→ **GEKOZEN FRAGMENT**
1. Bij de beoordeling van het hoger beroep zijn de volgende feiten en omstandigheden van belang.
1.1.Appellant woont in Nederland en heeft kinderbijslag aangevraagd voor zijn drie dochters die wonen bij hun moeder in Marokko.
1.2.
Met een besluit van 3 december 2021 heeft de Svb de aanvraag van appellant om kinderbijslag vanaf het derde kwartaal van 2020 afgewezen. Daartoe overweegt de Svb dat appellant recht heeft op kinderbijslag voor zijn uitwonende kinderen als hij tenminste € 433,- per kind per kwartaal aan onderhoud besteedt (onderhoudseis). Appellant heeft niet aannemelijk gemaakt dat hij aan die onderhoudseis heeft voldaan.
1.3.
Met een besluit van 9 juli 2022 (bestreden besluit) heeft de Svb het bezwaar van appellant ongegrond verklaard.
Uitspraak van de rechtbank
2. De rechtbank heeft het beroep tegen het bestreden besluit ongegrond verklaard en daarmee het bestreden besluit in stand gelaten.
Het standpunt van appellant
3. Appellant is het met die uitspraak van de rechtbank niet eens. Appellant voert aan dat de toepassing van de onderhoudseis in zijn geval onevenredig uitpakt en daarom in strijd is met het evenredigheidsbeginsel. [1] Appellant heeft schulden en staat onder curatele. Van het leefgeld dat hij krijgt kan hij onmogelijk aan het normbedrag van € 433,- per kind per kwartaal voldoen. Zonder kinderbijslag kan hij zijn kinderen niet verzorgen. Daar komt bij dat appellant, als hij niet in aanmerking komt voor kinderbijslag in 2020, vanaf 2021 geen kinderbijslag voor zijn in Marokko wonende kinderen kan krijgen. Dit is een gevolg van de wijziging van het socialezekerheidsverdrag tussen Nederland en Marokko. [2]

Het oordeel van de Raad

4. De Raad beoordeelt of de rechtbank terecht het besluit waarbij de aanvraag om kinderbijslag is afgewezen in stand heeft gelaten aan de hand van wat appellant in hoger beroep heeft aangevoerd, de beroepsgronden. De Raad komt tot het oordeel dat het hoger beroep niet slaagt. De wettelijke regels en beleidsregels die voor de beoordeling van het hoger beroep belangrijk zijn, zijn te vinden in de bijlage bij deze uitspraak.
4.1.
Voor kinderen die niet tot zijn huishouden behoren heeft een AKW [3] -verzekerde recht op kinderbijslag als hij hen onderhoudt. [4] Het BUK [5] bepaalde dat een verzekerde in 2020 tenminste € 433,- per kind per kalenderkwartaal moest bijdragen om kinderbijslag te kunnen krijgen. [6]
4.2.

→ **DOEL OPDRACHT**
Vat het fragment over kinderbijslag alstublieft samen in twee zinnen.

Items uit een aanwijsdataset
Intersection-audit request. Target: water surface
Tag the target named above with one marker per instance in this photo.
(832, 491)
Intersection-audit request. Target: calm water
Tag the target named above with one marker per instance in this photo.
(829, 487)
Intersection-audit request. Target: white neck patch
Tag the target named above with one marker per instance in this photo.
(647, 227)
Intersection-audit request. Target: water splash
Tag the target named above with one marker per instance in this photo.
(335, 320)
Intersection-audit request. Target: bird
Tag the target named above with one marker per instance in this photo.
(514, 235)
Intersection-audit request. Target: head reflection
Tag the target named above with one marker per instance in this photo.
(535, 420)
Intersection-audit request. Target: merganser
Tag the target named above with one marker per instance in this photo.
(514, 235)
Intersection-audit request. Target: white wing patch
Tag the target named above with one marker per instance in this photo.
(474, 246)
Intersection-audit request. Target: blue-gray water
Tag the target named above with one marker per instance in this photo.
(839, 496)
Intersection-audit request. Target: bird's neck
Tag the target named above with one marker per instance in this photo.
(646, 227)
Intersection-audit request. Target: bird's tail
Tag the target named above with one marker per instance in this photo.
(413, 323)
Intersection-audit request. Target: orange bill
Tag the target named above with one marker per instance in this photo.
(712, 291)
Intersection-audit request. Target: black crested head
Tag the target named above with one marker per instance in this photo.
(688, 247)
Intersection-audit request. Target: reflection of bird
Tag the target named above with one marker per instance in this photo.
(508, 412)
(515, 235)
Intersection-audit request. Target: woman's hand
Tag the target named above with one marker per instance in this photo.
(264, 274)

==

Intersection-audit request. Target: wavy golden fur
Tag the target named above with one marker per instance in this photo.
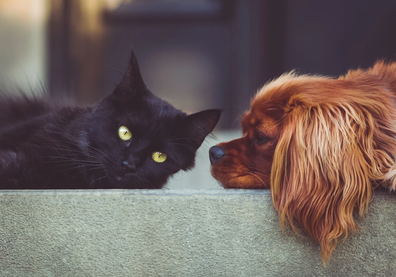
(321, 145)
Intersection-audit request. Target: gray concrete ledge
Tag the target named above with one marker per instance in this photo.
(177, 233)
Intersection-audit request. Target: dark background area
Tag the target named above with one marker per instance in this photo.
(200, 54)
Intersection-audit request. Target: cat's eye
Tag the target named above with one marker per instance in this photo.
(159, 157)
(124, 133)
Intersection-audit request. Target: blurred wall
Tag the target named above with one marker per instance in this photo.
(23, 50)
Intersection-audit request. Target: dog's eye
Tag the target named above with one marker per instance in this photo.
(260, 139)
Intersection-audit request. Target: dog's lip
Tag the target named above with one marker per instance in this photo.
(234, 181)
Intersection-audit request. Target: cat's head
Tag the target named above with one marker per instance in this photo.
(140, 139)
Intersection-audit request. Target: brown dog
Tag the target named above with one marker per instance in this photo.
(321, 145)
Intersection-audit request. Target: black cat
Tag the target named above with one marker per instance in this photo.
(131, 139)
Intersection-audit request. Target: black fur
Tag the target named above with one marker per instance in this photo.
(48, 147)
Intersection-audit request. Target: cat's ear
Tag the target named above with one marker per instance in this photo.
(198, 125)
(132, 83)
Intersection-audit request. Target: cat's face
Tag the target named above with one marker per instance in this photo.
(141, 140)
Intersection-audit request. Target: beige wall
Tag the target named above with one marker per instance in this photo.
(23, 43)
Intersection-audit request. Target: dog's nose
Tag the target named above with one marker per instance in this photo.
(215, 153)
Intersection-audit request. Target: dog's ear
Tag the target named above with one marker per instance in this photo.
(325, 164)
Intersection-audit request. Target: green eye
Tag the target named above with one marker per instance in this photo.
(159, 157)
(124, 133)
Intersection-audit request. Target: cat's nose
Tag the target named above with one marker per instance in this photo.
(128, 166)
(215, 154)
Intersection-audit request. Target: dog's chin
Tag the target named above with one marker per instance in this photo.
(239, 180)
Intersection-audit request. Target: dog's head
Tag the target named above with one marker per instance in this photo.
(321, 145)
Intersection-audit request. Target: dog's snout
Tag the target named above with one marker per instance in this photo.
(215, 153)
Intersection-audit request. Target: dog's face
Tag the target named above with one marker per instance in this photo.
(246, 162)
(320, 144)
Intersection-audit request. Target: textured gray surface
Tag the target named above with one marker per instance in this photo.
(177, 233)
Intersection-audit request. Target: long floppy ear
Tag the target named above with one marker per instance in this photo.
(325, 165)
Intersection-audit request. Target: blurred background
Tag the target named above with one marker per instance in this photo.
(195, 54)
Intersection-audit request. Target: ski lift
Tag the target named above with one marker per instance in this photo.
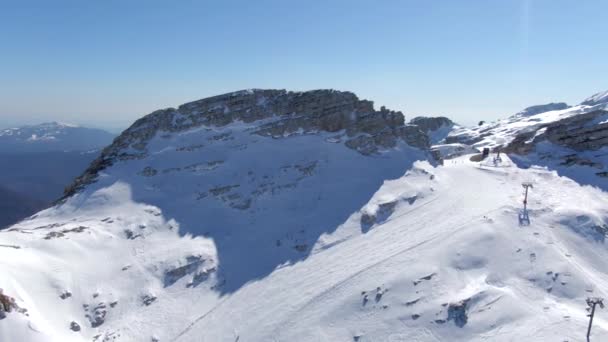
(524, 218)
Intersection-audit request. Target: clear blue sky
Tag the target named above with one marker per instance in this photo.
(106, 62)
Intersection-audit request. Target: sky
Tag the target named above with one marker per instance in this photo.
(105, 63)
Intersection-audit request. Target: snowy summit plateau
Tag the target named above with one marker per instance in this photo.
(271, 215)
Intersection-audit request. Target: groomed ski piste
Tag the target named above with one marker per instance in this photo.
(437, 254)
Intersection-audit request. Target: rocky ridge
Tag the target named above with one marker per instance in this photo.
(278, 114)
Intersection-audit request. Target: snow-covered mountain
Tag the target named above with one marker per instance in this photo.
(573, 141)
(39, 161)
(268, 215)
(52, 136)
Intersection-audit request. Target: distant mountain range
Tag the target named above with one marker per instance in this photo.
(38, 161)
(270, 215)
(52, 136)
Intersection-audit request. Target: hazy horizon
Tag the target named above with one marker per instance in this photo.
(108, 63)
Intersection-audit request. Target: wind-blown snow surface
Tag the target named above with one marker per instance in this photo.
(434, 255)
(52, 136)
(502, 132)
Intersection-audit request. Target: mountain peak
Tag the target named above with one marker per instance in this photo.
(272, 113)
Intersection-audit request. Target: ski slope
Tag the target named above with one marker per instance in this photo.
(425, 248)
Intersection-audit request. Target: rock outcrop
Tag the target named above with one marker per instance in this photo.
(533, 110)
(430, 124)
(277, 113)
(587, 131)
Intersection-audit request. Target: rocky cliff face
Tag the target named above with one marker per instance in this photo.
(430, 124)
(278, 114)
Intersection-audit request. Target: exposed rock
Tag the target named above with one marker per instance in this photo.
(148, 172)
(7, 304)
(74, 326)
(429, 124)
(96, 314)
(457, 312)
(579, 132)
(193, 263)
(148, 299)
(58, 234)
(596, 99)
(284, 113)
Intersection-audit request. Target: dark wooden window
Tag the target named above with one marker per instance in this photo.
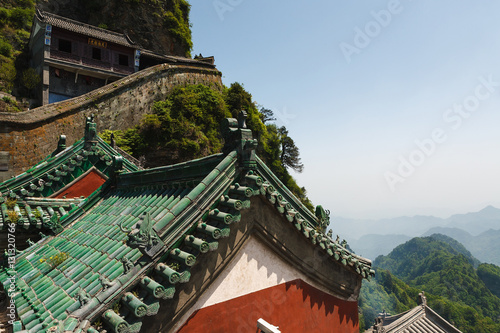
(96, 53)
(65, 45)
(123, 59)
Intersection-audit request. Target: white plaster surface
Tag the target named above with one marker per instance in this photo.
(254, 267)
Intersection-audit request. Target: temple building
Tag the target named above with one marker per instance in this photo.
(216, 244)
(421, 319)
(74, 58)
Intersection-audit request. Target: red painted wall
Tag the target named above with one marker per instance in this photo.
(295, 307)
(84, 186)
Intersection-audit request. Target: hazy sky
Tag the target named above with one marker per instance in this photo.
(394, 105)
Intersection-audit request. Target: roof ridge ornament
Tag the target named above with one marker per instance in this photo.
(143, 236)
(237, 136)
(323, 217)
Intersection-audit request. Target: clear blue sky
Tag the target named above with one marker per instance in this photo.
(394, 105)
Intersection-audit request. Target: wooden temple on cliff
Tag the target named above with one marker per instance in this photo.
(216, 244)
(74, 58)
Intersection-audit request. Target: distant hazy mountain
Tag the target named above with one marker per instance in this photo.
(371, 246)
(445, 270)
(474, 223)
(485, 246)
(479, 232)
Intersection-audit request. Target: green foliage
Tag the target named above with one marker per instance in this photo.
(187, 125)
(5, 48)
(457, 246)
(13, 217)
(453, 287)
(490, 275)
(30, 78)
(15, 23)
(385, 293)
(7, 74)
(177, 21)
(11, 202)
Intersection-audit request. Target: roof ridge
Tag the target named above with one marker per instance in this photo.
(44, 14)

...

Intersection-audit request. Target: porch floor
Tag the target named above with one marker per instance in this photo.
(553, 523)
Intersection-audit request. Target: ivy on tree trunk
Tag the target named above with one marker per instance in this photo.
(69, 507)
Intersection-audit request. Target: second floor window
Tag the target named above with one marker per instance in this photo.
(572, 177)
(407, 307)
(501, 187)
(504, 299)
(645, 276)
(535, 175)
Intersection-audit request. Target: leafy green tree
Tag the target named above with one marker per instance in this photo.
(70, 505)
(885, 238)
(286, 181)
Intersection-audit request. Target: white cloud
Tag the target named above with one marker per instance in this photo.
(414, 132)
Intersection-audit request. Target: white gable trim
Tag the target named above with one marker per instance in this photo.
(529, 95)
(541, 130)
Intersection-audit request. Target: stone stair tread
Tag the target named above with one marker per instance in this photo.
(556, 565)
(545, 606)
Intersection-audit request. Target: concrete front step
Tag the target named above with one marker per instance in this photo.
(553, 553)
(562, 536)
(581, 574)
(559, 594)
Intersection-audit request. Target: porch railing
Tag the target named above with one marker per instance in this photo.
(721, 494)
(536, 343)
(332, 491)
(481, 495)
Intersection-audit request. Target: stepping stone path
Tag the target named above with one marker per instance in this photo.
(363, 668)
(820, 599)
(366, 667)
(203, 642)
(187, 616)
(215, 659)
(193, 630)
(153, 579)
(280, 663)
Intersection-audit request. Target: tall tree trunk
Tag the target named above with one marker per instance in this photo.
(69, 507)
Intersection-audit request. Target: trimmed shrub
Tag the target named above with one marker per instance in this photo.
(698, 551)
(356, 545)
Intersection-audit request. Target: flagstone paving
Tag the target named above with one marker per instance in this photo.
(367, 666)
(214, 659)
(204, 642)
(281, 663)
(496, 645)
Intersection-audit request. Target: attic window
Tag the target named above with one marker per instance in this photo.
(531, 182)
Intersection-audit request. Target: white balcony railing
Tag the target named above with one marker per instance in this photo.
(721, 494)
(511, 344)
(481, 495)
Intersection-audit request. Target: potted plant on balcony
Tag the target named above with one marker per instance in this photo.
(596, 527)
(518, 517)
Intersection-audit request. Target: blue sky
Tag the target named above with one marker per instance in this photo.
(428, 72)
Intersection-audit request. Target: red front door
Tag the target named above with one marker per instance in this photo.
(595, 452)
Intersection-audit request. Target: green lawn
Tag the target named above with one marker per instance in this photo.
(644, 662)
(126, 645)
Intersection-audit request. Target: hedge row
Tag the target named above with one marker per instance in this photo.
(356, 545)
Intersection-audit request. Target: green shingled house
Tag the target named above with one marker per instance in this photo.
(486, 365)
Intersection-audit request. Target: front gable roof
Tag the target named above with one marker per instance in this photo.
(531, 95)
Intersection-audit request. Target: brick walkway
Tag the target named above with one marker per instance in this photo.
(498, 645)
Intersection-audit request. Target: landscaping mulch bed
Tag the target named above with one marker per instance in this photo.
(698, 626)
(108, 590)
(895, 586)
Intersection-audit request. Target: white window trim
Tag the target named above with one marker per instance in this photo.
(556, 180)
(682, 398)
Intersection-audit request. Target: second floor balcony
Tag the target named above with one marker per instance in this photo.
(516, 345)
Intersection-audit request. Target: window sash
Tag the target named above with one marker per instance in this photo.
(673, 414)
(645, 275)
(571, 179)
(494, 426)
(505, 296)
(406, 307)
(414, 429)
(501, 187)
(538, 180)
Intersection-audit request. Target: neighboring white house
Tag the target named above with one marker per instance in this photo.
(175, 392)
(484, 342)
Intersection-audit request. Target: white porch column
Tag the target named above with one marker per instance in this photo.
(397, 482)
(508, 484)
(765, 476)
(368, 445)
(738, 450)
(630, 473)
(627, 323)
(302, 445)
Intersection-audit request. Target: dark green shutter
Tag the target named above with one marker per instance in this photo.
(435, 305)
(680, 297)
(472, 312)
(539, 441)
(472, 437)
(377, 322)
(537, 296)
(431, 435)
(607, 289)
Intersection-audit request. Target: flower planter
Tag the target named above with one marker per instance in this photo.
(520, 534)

→ **VOLLEDIG ANTWOORD**
Appellant woont in Nederland en vroeg kinderbijslag aan voor zijn drie dochters in Marokko, maar de Svb wees dat af omdat hij niet aannemelijk had gemaakt dat hij tenminste € 433,- per kind per kwartaal aan onderhoud besteedde, en de rechtbank liet dat besluit in stand. In hoger beroep voert hij aan dat de onderhoudseis voor hem onevenredig uitpakt omdat hij schulden heeft en onder curatele staat, maar de Raad oordeelt dat het hoger beroep niet slaagt.